***** TEXT EXCERPT *****

Skip to main content

Let’s clear up one thing: we’re not building the Terminator. AI isn’t a magic spark that will spontaneously occur once you’ve collected enough data. And it’s not something that only people with seven PhDs in machine learning can figure out.

AI isn’t new either. A lot of the techniques date back to World War II, and the first AI conference occurred in Dartmouth in 1956.

We tend to think of AI as a daunting new prospect, that only the most technologically-savvy software engineers could possibly understand. But AI is actually more accessible than we often perceive it to be.

If you’ve ever:

  • Modelled a complex situation in excel
  • Dealt with large amounts of information
  • Systematically solved a logic puzzle
  • Thoughtfully criticized a performance indicator

Then you likely have most of the skills you need to build AI.

To start, let’s review some of the tasks that we’ve been able to get computers to perform using AI:

  • Recognising handwritten digits
  • Converting speech to text
  • Designing efficient electronic circuits
  • Walking on four legs in a forest
  • Holding an inverted pendulum upright
  • Playing chess
  • Efficient targeting of advertisements
  • Predicting stock prices and pricing financial derivatives
  • Scheduling and planning
  • Playing Super Mario Brothers
  • Discovering new mathematical proofs
  • Translating documents

I believe there is something that unifies all these examples. To explain what it is, let’s start by reviewing the Richard Feynman technique for solving problems:

  1. Write down the problem.
  2. Think very hard.
  3. Write down the answer.

Compare and contrast with the data scientist’s problem-solving technique:

  1. Write down the problem.
  2. Let the computer think very hard.
  3. Write down the answer.

So what does the computer need to “think very hard”?

  1. Representation:  What does the problem look like? What would a solution look like?
  2. Evaluation: How do you tell how good a solution is?
  3. Optimisation: How do we efficiently move from one possibility to the next in order to discover the best one?

Every breakthrough in AI has discovered a new method of doing one of the above.

***** RECORDED DATA *****

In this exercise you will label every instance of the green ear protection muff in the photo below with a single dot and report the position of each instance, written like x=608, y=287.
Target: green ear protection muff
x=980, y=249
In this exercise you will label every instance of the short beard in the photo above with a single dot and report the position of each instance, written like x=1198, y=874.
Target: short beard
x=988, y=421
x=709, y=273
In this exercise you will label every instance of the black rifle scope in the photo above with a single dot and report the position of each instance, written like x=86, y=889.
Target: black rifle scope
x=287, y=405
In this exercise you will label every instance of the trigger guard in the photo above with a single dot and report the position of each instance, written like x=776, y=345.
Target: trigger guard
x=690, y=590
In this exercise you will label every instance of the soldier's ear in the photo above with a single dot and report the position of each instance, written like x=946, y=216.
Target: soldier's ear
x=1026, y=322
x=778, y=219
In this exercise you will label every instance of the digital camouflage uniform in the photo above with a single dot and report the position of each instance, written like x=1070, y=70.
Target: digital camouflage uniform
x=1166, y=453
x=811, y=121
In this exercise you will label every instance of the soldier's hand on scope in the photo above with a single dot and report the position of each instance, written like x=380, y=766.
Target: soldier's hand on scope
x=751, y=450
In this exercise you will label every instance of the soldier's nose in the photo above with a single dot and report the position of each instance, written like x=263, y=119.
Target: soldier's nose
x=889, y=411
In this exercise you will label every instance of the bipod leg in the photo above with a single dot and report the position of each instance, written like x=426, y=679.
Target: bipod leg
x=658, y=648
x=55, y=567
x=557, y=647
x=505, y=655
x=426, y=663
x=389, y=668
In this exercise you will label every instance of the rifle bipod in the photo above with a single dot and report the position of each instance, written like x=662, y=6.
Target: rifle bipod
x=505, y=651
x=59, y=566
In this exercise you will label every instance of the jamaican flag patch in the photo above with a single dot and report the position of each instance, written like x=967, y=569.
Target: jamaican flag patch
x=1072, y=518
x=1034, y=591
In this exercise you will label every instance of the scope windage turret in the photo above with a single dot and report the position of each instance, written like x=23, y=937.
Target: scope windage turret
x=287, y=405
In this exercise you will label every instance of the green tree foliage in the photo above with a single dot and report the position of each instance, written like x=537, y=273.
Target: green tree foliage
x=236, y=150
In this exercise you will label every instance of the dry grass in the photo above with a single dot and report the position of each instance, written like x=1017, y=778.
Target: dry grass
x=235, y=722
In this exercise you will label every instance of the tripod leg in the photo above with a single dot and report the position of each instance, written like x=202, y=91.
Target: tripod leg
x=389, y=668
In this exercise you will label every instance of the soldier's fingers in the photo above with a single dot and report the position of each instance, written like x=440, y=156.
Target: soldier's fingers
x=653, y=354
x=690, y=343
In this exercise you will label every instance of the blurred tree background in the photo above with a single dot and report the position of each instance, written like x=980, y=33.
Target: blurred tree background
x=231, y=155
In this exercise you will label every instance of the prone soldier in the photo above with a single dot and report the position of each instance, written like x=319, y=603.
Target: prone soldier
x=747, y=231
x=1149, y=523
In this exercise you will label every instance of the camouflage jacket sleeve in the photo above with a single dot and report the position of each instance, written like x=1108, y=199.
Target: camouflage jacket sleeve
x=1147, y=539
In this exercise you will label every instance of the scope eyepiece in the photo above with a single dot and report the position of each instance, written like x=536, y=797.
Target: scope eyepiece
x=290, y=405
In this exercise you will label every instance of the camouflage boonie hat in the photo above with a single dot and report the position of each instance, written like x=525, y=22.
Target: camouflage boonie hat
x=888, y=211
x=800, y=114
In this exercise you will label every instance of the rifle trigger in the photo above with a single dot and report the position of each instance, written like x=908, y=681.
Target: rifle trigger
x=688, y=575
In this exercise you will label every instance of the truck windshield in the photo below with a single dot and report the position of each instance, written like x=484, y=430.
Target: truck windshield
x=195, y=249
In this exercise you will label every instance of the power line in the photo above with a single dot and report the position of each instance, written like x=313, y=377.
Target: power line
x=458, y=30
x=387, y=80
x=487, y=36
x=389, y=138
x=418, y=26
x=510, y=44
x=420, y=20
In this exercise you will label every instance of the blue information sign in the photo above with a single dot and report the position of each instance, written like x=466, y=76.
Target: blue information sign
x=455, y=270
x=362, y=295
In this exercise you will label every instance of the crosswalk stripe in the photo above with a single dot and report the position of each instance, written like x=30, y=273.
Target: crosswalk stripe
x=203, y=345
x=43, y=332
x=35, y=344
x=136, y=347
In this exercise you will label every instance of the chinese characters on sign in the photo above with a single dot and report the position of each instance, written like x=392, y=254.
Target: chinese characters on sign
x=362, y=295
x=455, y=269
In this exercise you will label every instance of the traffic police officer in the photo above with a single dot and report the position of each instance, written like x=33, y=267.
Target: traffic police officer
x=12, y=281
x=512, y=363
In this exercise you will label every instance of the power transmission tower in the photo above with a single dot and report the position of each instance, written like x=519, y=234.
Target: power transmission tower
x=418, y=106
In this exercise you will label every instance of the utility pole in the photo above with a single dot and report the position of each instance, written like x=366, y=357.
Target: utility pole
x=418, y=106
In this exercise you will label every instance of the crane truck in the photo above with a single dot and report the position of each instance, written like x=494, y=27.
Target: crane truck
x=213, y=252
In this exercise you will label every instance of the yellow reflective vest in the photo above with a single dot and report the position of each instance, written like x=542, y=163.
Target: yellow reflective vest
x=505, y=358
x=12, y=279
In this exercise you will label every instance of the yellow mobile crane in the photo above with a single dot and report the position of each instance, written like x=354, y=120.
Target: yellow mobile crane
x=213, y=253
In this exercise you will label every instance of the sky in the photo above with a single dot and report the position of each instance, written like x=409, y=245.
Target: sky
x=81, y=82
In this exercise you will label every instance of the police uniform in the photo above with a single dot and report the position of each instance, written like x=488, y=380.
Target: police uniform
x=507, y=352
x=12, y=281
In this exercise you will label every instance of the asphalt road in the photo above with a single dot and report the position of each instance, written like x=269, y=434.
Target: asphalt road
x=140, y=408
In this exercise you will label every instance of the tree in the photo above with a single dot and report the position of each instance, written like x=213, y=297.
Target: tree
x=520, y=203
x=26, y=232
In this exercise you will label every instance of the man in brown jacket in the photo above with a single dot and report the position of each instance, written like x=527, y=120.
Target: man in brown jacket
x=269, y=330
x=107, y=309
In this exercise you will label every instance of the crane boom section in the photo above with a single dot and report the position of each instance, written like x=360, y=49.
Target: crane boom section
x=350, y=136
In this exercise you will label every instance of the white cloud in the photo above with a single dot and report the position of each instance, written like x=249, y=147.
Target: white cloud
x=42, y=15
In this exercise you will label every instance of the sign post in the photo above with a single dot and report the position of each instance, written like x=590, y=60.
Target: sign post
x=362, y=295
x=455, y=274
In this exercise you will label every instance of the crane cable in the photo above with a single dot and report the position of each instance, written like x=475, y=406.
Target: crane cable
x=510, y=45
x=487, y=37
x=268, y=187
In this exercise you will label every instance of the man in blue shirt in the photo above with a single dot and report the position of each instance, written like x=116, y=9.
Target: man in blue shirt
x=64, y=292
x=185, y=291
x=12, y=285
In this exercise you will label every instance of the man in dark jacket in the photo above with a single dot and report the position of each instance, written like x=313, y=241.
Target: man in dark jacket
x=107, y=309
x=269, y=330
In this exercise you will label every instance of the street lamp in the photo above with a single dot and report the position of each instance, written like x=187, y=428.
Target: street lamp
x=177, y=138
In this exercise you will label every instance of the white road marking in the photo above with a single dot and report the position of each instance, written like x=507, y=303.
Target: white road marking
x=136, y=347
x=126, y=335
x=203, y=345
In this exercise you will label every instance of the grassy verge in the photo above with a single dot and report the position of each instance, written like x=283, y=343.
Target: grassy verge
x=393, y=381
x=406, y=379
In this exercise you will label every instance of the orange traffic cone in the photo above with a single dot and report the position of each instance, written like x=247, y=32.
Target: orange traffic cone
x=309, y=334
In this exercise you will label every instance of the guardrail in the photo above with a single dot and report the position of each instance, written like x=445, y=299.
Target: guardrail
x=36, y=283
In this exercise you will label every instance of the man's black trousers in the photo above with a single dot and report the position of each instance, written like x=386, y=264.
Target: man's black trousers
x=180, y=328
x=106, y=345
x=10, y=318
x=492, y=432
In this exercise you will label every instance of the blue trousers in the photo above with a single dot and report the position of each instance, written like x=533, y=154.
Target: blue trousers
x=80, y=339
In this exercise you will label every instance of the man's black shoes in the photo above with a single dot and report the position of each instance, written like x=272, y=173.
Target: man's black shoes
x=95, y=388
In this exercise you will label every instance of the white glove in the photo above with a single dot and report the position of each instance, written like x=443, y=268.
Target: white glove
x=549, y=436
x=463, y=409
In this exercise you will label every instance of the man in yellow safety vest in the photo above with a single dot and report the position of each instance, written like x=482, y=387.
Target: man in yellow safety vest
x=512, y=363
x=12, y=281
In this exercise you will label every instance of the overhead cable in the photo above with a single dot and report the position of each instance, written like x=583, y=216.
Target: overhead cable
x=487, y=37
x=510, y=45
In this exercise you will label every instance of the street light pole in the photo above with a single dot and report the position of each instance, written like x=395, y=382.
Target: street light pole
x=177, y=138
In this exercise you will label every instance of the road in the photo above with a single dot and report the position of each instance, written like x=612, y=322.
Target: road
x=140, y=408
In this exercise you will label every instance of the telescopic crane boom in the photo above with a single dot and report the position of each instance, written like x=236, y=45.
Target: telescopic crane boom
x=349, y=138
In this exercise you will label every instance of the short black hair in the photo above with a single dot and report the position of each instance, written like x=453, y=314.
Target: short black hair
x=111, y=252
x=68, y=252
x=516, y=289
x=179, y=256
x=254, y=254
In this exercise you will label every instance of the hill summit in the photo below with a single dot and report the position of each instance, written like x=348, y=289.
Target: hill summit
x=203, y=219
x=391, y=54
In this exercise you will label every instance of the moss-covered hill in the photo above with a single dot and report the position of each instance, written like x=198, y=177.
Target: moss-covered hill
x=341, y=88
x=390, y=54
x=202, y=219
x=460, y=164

*****

**PROMPT 1:** According to the article on AI, where and when was the first AI conference held?
**PROMPT 2:** Please continue the article on AI from its final sentence onward.
The listing has no connection to the article on AI.

**RIGHT ANSWER 1:** It was held in Dartmouth in 1956.

**RIGHT ANSWER 2:**
Moravec’s Paradox illustrates this nicely. “The hard things are easy, and the easy things are hard.” Tasks, like beating a grandmaster in chess or discovering novel mathematical proofs were achieved by AI before a task like “recognize the number seven when it’s written down.”

A big reason for this is representation.

It’s relatively straightforward to represent the state of a chess board and encode the rules for checkmate. A formal (i.e. programmable) definition of a mathematical proof was proposed in 1910.

But there are billions of different ways to write down the number 7. Everybody has their own unique handwriting.

An example of an effective representation in chess and other board games is the “game tree”. This consists of representing the state of the board, and all of the possible moves you and your opponent can play, with a score attached to each board state.

Huo Chess

This is why deep learning is exciting. It provides new techniques for representing the problem. Rather than come up with a representation ourselves, we can use deep learning to find the best way of representing an image automatically.


Antoine de Saint-Exupéry said:

“If you want to build a ship, don’t drum up people to collect wood and don’t assign them tasks and work, but rather teach them to long for the endless immensity of the sea.”

So it is with people, so it is with computers. We can tell computers precisely what to do and they’ll carry it out without question. Or, we can lead them more effectively by telling them what a good solution looks like, and let them figure out how best to achieve it.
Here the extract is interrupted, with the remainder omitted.